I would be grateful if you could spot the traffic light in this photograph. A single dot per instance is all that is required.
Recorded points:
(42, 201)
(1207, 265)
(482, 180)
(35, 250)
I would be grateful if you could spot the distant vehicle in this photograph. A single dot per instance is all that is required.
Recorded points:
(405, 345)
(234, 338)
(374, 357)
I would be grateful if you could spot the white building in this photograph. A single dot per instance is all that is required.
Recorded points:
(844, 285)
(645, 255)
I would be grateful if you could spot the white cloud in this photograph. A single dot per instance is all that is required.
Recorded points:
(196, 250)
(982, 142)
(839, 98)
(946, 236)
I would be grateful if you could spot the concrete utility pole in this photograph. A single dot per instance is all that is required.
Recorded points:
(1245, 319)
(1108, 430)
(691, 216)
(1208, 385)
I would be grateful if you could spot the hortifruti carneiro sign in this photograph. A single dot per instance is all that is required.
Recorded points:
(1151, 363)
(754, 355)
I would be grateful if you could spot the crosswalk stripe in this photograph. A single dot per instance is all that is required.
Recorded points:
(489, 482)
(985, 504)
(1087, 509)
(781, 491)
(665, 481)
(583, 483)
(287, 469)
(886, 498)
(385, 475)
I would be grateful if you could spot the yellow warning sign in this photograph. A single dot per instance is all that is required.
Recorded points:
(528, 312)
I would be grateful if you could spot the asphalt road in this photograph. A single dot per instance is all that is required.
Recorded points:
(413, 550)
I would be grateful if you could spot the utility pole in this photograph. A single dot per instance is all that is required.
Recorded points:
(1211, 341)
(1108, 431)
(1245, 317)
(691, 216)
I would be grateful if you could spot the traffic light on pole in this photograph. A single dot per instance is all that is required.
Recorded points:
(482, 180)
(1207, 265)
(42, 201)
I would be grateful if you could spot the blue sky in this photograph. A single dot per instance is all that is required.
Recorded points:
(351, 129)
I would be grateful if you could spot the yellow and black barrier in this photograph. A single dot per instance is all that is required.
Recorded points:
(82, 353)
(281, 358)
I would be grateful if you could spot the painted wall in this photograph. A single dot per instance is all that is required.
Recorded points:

§ Exercise brief
Pull every line with "utility" from the records.

§ Response to the task
I would be grateful if you could spot the concrete utility pole in this photograph. A single dot per instance is all that is required.
I would be grateful if you could spot the utility pole in this photograph. A single dot per instance is all that is required.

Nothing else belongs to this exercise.